Exercise text:
%%

And so it went. "They don't have any baseball tradition out there. They raise tennis players and shotputters," was a typical remark. "San Francisco will be better than L.A.," sniffed Horace Stoneham. "That's just an opening-day crowd down there."

Those who knew Los Angeles best compressed their lips and said nothing. They had heard it all before. When the late, shrewd Doc Strub proposed to set up Santa Anita race track near Los Angeles in 1934, the Cassandras were already at work: "If you set up your track on downtown Broadway, those creeps'll step around it to get to a fortuneteller," he was told. When the Cleveland Rams wanted to move their pro football franchise to Los Angeles in 1946 they were given a headshake: "That's a college football town out there. They don't care about the pros."

So now it's summer 1958. The Los Angeles Dodgers, like Santa Anita and the Los Angeles Rams, have set wondrous attendance marks. And Angelenos have been deserting their surfboards and barbecue pits under the jacaranda trees in swarms to motor over the freeways to the Coliseum and sit in on the strangest baseball show in the history of the sport. The stands are full of football fans, college and pro, tennis players, shotputters, beach bums, movie stars—and even baseball fans. To date, an unbelievable 949,802 of them have paid their way through the turnstiles to get in on the fun, and enough others—ladies, knotholers and just plain freeloaders—have made it in to swell the actual figure to well over a million. For the first 33 home games, the Los Angeles Dodgers are the most fabulous success at the box office baseball has ever seen.


Nor does the story stop there. At 27½¢ a head as the visiting club's share, the Dodgers have passed out to the other clubs in the league well over $250,000. The Milwaukee Braves alone lugged home $47,000 as their share of a single three-game series as 171,000 fans turned out, or more than saw the five-game World Series in 1933.

%%

Request 1: Pull out every line of the records that contains the string "positive", treating uppercase and lowercase as different.

Input material:

%%

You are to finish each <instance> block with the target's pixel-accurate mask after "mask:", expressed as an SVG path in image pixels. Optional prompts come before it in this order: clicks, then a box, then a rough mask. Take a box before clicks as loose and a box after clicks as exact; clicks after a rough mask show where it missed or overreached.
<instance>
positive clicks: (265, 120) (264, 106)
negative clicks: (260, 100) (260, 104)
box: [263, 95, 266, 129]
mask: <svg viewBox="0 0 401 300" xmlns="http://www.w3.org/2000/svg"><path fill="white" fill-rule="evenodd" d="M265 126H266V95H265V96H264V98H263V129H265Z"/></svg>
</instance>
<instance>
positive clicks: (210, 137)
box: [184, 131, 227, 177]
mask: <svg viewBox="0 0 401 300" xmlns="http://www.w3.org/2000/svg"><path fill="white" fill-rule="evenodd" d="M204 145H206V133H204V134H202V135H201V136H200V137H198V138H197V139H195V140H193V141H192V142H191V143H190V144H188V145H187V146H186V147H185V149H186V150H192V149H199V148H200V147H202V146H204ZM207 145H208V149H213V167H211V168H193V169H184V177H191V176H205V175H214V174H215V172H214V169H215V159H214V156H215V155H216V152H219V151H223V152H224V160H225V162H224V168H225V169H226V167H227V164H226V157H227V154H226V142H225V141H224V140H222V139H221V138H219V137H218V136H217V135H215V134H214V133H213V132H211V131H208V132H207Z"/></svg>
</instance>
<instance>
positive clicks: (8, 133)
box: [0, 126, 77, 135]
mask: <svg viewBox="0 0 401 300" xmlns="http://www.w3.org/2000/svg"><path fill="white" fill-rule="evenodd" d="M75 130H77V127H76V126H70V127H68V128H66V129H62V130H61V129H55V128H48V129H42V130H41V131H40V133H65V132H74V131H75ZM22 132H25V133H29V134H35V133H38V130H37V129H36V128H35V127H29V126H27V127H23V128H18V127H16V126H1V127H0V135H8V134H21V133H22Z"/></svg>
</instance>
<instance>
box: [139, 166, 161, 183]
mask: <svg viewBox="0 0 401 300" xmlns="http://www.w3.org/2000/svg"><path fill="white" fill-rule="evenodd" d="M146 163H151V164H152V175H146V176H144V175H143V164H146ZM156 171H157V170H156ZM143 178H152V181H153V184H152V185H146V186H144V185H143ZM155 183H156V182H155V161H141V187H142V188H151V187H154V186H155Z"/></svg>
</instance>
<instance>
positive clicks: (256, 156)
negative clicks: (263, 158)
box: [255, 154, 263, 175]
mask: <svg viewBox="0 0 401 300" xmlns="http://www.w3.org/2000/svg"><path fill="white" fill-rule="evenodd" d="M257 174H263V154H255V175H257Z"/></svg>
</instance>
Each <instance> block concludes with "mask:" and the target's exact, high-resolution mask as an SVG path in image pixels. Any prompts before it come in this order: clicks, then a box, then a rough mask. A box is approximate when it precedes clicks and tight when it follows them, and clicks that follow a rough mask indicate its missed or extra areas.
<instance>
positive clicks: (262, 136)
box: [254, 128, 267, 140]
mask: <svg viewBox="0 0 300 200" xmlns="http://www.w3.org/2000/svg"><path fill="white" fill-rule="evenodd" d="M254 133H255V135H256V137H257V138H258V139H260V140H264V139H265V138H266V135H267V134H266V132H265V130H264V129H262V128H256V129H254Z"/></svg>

%%

Request 2: Copy word for word the passage of the Los Angeles baseball article starting with "So now it's" and going on through "has ever seen.".

Task solution 1:
positive clicks: (265, 120) (264, 106)
positive clicks: (210, 137)
positive clicks: (8, 133)
positive clicks: (256, 156)
positive clicks: (262, 136)

Task solution 2:
So now it's summer 1958. The Los Angeles Dodgers, like Santa Anita and the Los Angeles Rams, have set wondrous attendance marks. And Angelenos have been deserting their surfboards and barbecue pits under the jacaranda trees in swarms to motor over the freeways to the Coliseum and sit in on the strangest baseball show in the history of the sport. The stands are full of football fans, college and pro, tennis players, shotputters, beach bums, movie stars—and even baseball fans. To date, an unbelievable 949,802 of them have paid their way through the turnstiles to get in on the fun, and enough others—ladies, knotholers and just plain freeloaders—have made it in to swell the actual figure to well over a million. For the first 33 home games, the Los Angeles Dodgers are the most fabulous success at the box office baseball has ever seen.